» Directions
Reproduce the passage on mandatory audit firm rotation word for word.

» Reading passage
In Ramon's view one has to ask - as has repeatedly been done since IRBA tabled its proposal for mandatory firm rotation – that if SA has the world’s best auditing standards, why does one need to interfere with the regulatory framework in a way "that clearly has numerous significant flaws?"
Ramon and a number of other speakers, highlighted the fact that MAFR has been tried in numerous other parts of the world – “and the overwhelming conclusion is that it is a global failure”.
This was confirmed by Jeremy Jennings – head of regulation and public policy for EY in Europe – who told the meeting: “We urge that MAFR be approached with caution. It has been implemented in the EU and we ended up with a bit of a mess.
“There are numerous unintended consequences – including additional costs of at least €16bn - and we definitely don’t feel that Europe has got it right,” said Jennings.

Representatives from the King Committee and the Institute of Directors also pointed out that any changes to the appointment of auditors should be governed by the Companies Act, not only by IRBA.
“We don’t believe MAFR is the best approach – the negative consequences outweigh any benefits,” the King Committee said in a letter read out to the meeting.

“MAFR reduces the accountability of audit committees and IRBA has been unable to provide any evidence to back up its claim that there are ‘serious concerns’ about the current independence of auditors.”
This was endorsed by the Specialist Committee on Company Law – which advises the Trade and Industry Minister on company regulation – which said the Companies Act was the most appropriate statute for regulating the independence of auditors.
A number of organisations criticised IRBA for pushing ahead with its process without providing research to substantiate its arguments, or acknowledging the shortcomings pointed out by stakeholders.

Records from a collection

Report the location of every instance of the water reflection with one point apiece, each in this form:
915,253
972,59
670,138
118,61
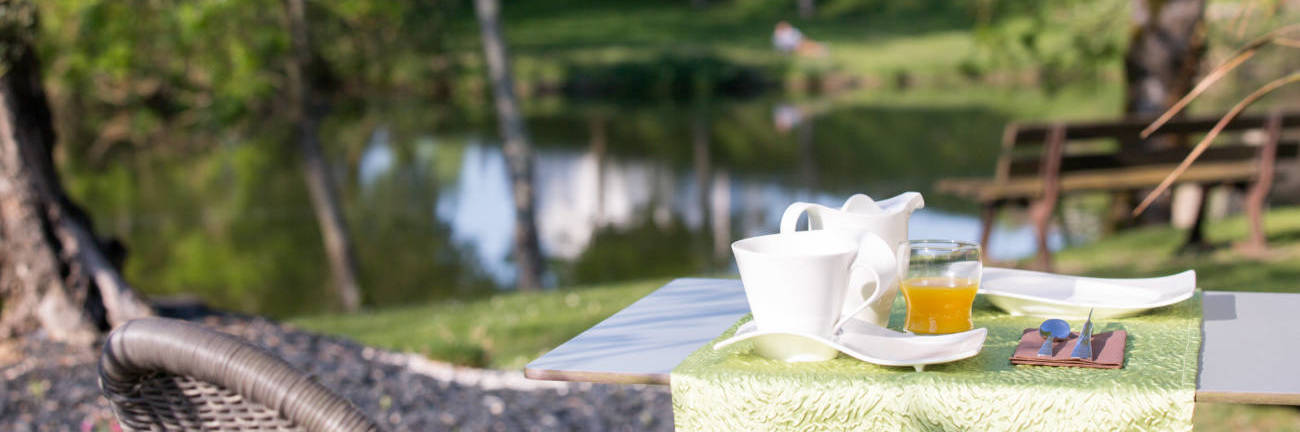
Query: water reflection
622,193
581,195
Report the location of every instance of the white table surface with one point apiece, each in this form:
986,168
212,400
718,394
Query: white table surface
1240,361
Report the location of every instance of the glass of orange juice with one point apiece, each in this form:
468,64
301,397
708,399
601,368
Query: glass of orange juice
939,283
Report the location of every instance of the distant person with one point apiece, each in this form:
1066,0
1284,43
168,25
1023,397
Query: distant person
788,39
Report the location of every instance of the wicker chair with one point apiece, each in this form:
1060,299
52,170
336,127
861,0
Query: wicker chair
170,375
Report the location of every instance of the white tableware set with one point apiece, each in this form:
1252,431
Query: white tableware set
827,290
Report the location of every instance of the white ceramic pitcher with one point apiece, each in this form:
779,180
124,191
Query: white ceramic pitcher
857,217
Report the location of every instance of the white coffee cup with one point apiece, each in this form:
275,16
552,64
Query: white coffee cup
861,215
796,284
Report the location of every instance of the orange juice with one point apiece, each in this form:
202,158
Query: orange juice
939,305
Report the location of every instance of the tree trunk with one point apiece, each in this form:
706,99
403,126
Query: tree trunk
320,182
519,152
53,273
1164,57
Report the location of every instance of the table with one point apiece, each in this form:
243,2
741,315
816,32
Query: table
641,344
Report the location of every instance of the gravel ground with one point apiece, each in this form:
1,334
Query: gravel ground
52,387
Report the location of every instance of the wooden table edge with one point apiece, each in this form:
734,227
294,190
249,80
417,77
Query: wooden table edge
597,378
1247,398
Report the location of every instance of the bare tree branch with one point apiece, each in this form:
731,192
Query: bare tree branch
1209,137
1218,73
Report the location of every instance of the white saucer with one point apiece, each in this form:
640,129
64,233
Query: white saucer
878,345
1070,297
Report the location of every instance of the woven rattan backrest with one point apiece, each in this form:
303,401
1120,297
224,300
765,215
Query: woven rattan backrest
170,375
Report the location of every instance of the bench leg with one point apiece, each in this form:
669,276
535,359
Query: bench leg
987,215
1041,215
1196,234
1256,243
1259,194
1117,216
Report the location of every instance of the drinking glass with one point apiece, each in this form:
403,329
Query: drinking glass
939,283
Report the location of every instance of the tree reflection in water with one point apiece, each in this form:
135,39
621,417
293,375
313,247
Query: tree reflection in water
622,193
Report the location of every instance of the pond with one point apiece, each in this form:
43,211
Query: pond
622,193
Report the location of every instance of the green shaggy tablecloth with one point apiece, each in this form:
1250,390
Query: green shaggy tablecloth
733,389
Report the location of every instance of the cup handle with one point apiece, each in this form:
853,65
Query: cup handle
791,219
874,258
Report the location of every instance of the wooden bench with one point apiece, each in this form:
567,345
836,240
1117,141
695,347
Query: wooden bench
1041,162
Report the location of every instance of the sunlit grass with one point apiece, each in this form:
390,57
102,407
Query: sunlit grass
505,331
1153,251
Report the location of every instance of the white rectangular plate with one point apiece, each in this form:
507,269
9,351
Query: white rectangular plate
1070,297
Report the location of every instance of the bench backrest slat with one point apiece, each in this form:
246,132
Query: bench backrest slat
1030,165
1035,134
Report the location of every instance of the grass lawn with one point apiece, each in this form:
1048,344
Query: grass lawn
507,331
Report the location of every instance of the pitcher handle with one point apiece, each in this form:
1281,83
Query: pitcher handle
866,270
791,219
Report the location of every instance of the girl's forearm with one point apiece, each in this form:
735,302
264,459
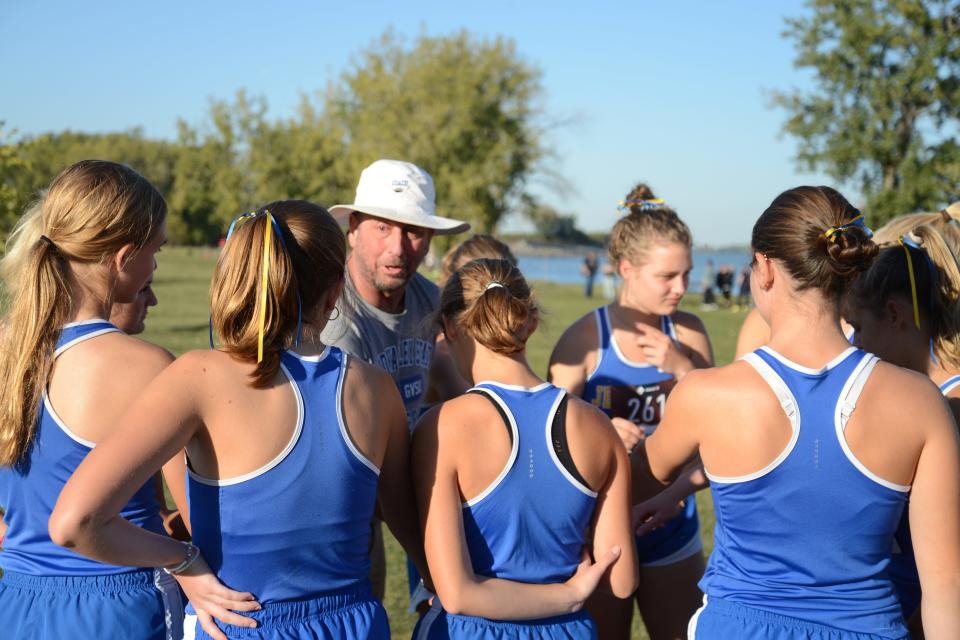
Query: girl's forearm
120,542
500,599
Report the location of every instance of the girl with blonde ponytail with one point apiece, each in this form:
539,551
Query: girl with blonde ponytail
291,445
67,374
514,478
906,310
625,358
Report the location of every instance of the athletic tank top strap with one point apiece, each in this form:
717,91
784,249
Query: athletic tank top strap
77,332
29,490
668,326
534,491
949,384
299,526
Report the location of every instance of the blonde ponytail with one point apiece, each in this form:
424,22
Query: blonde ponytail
306,261
91,210
945,305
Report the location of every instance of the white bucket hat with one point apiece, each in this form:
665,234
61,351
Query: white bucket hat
398,191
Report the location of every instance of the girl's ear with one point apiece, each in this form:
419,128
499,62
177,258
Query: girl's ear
766,274
121,257
332,296
449,329
897,314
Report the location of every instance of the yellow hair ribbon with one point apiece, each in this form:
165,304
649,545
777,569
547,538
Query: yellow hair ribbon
913,284
831,233
264,285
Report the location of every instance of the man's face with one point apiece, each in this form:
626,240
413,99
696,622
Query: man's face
386,253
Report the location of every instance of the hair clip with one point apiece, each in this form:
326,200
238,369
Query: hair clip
832,233
642,205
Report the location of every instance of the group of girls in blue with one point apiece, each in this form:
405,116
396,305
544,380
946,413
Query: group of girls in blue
533,509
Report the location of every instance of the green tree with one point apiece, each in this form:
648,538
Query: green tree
553,226
466,109
12,166
886,104
213,179
31,163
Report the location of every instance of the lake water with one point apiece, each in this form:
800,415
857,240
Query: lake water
566,269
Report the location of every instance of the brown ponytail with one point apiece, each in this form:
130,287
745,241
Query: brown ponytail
479,245
806,229
936,274
90,211
644,225
308,260
490,301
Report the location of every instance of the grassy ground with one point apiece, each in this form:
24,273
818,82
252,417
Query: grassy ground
179,324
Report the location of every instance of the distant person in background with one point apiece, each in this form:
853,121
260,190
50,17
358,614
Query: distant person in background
725,285
706,283
609,281
625,358
743,287
385,302
589,271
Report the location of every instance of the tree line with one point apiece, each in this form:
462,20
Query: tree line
883,117
469,109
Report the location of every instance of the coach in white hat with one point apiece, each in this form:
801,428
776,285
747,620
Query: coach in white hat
385,302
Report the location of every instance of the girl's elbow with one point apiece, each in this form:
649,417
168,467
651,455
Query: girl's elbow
68,527
452,599
626,586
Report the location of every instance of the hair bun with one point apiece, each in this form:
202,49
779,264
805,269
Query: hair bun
850,250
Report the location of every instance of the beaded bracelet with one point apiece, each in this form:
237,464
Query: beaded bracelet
192,554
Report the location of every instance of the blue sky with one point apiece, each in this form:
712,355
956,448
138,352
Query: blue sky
675,93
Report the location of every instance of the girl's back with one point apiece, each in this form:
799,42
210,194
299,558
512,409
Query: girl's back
83,398
806,532
530,523
295,523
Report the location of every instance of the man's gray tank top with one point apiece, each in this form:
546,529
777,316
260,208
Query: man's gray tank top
400,343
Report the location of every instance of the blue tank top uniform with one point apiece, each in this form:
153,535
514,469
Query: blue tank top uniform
638,392
48,591
538,490
296,532
802,546
903,568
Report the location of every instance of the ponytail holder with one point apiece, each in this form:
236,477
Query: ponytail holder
832,233
642,205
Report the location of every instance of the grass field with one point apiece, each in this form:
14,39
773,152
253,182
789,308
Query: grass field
179,324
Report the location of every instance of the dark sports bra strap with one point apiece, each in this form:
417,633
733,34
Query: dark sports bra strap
496,405
558,433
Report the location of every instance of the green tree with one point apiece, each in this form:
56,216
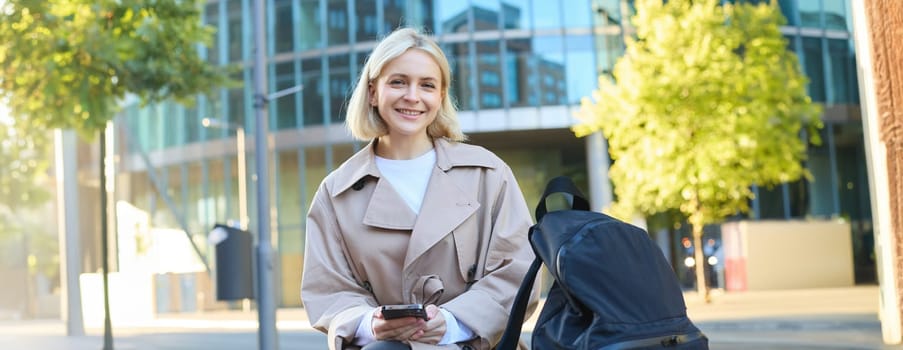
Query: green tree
70,63
706,102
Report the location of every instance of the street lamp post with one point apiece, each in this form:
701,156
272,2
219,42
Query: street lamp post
242,166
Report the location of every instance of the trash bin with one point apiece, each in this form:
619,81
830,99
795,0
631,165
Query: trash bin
234,276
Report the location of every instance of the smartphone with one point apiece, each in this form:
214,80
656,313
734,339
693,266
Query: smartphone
407,310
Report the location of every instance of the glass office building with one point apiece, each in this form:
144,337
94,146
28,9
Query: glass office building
519,69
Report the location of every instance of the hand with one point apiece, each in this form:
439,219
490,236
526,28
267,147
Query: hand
396,329
434,329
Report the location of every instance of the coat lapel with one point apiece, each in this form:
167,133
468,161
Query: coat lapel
387,209
445,206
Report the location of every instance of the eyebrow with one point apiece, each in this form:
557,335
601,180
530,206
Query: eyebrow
402,75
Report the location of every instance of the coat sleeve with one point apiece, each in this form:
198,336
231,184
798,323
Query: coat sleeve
332,297
486,305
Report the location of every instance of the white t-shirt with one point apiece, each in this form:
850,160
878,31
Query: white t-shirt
409,177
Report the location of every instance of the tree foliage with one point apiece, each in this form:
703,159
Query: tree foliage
706,102
69,63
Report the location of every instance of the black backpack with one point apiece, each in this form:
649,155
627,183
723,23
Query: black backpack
613,287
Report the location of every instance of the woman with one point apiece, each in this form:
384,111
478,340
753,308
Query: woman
415,217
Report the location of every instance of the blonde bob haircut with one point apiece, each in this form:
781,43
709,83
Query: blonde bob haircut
363,120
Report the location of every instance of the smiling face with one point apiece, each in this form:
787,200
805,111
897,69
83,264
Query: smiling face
408,95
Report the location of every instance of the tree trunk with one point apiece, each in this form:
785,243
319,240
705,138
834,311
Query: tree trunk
701,286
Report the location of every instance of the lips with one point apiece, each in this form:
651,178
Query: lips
409,113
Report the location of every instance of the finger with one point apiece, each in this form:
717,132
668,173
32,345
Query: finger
432,311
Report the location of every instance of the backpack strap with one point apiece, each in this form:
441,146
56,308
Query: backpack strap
516,319
562,184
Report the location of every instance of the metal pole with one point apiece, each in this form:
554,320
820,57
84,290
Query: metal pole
104,250
242,179
68,216
266,308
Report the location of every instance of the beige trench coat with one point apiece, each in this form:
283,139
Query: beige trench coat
365,247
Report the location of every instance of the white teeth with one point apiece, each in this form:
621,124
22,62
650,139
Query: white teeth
408,112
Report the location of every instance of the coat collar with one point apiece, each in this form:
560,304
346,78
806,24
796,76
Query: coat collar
445,204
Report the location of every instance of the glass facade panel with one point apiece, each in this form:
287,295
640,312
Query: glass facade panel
459,59
339,86
844,86
522,86
452,17
309,24
313,91
517,14
576,14
549,14
606,12
235,33
413,13
581,77
814,64
211,18
291,210
285,107
810,13
490,74
283,26
771,202
788,9
368,21
549,69
821,188
836,15
337,21
192,124
486,15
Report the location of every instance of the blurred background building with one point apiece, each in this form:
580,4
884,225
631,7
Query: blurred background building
520,68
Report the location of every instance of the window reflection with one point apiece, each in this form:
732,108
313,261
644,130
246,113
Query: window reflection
211,18
367,24
235,35
283,31
810,13
788,10
337,21
490,78
548,14
575,13
313,91
581,77
843,72
451,17
486,15
458,57
339,86
549,69
814,68
309,24
607,12
415,13
517,14
836,16
522,86
285,107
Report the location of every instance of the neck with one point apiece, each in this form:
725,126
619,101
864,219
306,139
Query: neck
403,148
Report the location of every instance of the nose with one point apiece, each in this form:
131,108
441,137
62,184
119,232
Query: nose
411,94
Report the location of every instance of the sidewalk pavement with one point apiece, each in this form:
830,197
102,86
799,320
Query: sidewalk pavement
828,318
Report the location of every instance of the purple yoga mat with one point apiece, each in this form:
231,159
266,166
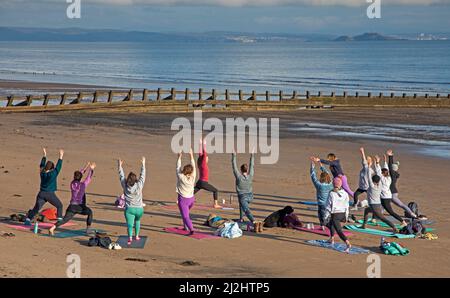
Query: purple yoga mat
197,235
318,231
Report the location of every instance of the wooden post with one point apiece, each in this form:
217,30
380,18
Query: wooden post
10,101
45,100
145,95
110,96
158,94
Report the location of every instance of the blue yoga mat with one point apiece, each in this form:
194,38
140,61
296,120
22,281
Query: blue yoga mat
338,247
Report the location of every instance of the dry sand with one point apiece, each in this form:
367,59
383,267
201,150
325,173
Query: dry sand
103,137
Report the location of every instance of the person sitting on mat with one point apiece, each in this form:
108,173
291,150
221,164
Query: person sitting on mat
203,170
337,209
276,219
386,194
78,198
185,189
49,175
132,190
323,187
374,197
244,188
336,170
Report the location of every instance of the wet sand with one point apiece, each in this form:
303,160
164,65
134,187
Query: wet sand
103,137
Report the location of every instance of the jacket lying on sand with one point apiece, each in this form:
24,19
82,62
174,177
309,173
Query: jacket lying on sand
49,179
133,194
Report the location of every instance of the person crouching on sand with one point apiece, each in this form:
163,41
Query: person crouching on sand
49,174
132,190
323,187
78,199
185,190
337,208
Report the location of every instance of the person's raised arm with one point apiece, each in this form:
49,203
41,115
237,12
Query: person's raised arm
194,168
143,173
121,173
43,159
59,163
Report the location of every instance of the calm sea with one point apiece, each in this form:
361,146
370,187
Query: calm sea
385,66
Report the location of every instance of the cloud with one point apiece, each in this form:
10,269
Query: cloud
239,3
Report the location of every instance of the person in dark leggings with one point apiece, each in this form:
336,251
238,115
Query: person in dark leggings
386,194
202,182
49,174
78,199
337,211
374,197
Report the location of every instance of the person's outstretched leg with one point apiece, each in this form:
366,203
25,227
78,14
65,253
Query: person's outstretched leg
346,187
388,207
396,201
377,212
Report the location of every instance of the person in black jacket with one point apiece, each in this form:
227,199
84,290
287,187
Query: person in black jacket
276,218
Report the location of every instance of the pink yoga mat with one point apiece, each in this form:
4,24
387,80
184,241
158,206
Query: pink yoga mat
318,230
43,225
197,235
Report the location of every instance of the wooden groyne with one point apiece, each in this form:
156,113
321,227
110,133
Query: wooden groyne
186,100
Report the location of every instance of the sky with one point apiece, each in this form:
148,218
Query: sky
260,16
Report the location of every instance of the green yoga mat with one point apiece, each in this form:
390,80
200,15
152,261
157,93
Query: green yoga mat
384,225
377,232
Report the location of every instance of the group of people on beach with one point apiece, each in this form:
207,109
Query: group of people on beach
187,186
332,191
379,183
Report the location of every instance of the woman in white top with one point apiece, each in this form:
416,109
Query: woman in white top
186,179
337,211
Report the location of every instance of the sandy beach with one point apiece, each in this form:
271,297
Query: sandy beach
103,137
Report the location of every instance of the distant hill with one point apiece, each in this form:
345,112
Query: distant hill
367,37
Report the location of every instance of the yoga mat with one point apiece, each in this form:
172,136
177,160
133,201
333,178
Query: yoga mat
197,235
45,225
70,234
309,203
123,242
384,225
317,230
354,250
377,232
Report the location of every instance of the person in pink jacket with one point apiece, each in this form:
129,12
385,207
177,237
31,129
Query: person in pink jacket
78,199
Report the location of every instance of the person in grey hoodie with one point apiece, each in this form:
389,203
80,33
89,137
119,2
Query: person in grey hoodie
132,190
244,185
374,197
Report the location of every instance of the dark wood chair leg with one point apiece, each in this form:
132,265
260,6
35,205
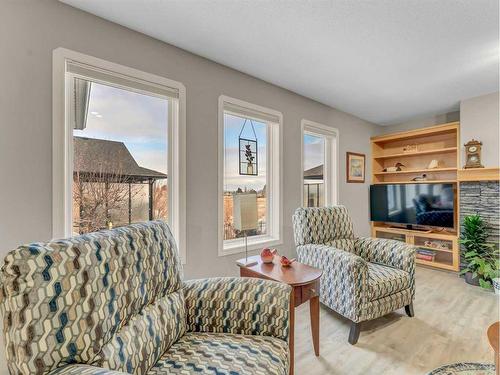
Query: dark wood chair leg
409,310
354,333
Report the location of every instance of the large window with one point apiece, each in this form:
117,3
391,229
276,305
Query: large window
117,147
120,158
249,178
319,164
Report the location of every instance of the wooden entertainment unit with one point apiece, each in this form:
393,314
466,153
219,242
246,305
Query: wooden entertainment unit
415,149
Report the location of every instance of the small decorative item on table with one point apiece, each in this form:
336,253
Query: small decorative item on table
285,262
304,280
267,255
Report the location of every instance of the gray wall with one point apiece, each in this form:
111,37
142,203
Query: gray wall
480,120
30,30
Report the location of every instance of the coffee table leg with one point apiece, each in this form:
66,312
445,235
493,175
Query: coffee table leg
292,332
314,313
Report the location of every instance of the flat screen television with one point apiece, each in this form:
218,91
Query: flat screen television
413,204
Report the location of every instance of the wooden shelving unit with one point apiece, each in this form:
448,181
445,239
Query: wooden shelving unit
442,144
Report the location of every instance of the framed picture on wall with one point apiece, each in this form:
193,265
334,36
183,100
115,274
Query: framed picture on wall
355,167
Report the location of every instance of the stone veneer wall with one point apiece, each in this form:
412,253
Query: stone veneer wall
482,198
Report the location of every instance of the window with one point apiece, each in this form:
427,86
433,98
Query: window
118,143
319,164
249,176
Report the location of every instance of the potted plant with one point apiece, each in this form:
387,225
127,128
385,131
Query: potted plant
481,257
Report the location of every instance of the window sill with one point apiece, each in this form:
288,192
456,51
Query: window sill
236,247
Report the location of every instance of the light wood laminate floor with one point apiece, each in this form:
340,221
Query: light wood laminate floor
450,323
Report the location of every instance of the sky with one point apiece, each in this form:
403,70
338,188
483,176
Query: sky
314,151
141,121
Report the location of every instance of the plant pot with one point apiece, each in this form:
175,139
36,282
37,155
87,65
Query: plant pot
471,280
496,285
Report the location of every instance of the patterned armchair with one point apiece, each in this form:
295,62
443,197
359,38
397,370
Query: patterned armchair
113,302
363,278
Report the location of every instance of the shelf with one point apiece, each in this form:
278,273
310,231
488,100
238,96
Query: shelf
434,249
417,153
479,174
443,266
409,171
417,182
448,128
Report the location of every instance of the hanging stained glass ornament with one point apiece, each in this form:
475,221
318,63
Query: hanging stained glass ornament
248,152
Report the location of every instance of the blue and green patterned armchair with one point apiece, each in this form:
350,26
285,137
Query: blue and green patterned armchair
363,278
113,302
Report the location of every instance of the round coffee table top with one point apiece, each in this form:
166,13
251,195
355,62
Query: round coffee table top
294,275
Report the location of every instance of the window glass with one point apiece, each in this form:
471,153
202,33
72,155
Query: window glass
120,157
245,175
314,164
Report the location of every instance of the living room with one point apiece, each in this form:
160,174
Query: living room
352,144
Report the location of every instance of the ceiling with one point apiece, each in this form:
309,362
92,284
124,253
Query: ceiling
386,61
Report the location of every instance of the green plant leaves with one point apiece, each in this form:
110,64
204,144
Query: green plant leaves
481,256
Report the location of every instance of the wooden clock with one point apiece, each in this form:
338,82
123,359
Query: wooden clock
473,154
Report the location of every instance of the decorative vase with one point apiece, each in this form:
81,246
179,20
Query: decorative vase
469,279
496,285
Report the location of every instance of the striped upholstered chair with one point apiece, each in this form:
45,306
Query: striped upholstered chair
113,302
363,278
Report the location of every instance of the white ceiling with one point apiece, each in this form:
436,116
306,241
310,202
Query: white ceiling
385,61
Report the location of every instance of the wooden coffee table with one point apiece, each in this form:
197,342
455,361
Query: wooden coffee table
303,279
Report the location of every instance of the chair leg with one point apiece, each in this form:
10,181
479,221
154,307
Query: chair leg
354,333
409,310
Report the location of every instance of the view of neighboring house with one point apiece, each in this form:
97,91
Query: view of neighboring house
111,189
313,187
238,187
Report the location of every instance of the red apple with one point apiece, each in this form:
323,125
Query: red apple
285,262
267,255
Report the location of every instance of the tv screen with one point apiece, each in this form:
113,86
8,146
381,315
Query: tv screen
413,204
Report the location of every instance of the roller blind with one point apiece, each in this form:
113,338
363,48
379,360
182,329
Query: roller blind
250,113
97,74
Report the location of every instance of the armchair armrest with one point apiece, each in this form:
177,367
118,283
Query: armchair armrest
84,370
238,305
344,282
392,253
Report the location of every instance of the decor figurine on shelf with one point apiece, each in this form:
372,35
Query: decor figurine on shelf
245,219
423,177
433,164
267,255
396,168
473,154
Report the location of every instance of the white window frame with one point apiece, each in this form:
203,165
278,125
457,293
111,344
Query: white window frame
331,168
62,139
274,224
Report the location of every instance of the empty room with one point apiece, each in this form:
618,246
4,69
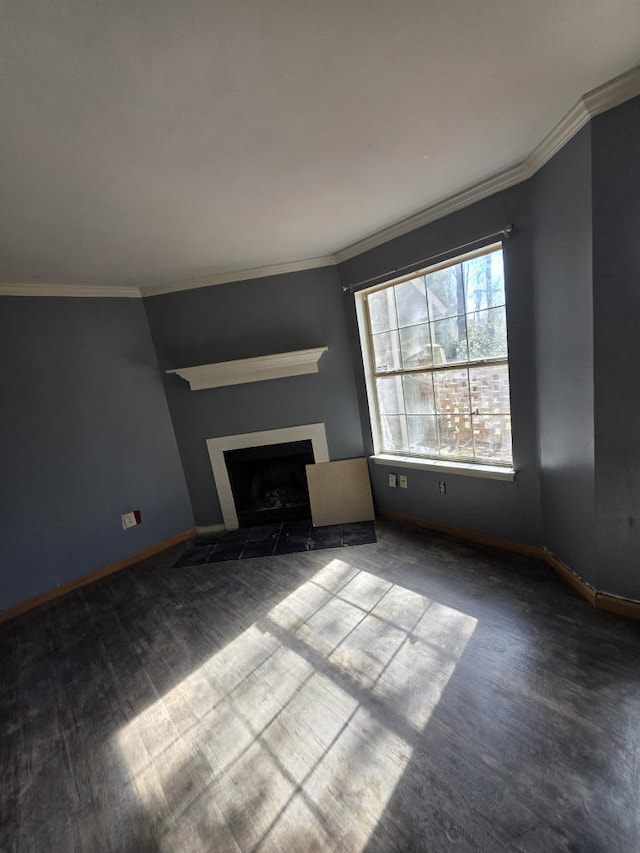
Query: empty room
320,457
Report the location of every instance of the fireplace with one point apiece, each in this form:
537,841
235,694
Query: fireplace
269,483
260,476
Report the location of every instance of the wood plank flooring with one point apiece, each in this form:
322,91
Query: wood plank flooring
418,694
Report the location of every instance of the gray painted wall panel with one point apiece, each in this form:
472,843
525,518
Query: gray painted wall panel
85,435
511,510
616,273
564,345
243,320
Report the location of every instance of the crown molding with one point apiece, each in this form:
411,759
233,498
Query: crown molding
599,100
83,290
237,275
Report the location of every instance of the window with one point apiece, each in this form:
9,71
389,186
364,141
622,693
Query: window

» Solution for this task
In Ramon's view one has to ask - as has repeatedly been done since IRBA tabled its proposal for mandatory firm rotation – that if SA has the world’s best auditing standards, why does one need to interfere with the regulatory framework in a way "that clearly has numerous significant flaws?"
Ramon and a number of other speakers, highlighted the fact that MAFR has been tried in numerous other parts of the world – “and the overwhelming conclusion is that it is a global failure”.
This was confirmed by Jeremy Jennings – head of regulation and public policy for EY in Europe – who told the meeting: “We urge that MAFR be approached with caution. It has been implemented in the EU and we ended up with a bit of a mess.
“There are numerous unintended consequences – including additional costs of at least €16bn - and we definitely don’t feel that Europe has got it right,” said Jennings.

Representatives from the King Committee and the Institute of Directors also pointed out that any changes to the appointment of auditors should be governed by the Companies Act, not only by IRBA.
“We don’t believe MAFR is the best approach – the negative consequences outweigh any benefits,” the King Committee said in a letter read out to the meeting.

“MAFR reduces the accountability of audit committees and IRBA has been unable to provide any evidence to back up its claim that there are ‘serious concerns’ about the current independence of auditors.”
This was endorsed by the Specialist Committee on Company Law – which advises the Trade and Industry Minister on company regulation – which said the Companies Act was the most appropriate statute for regulating the independence of auditors.
A number of organisations criticised IRBA for pushing ahead with its process without providing research to substantiate its arguments, or acknowledging the shortcomings pointed out by stakeholders.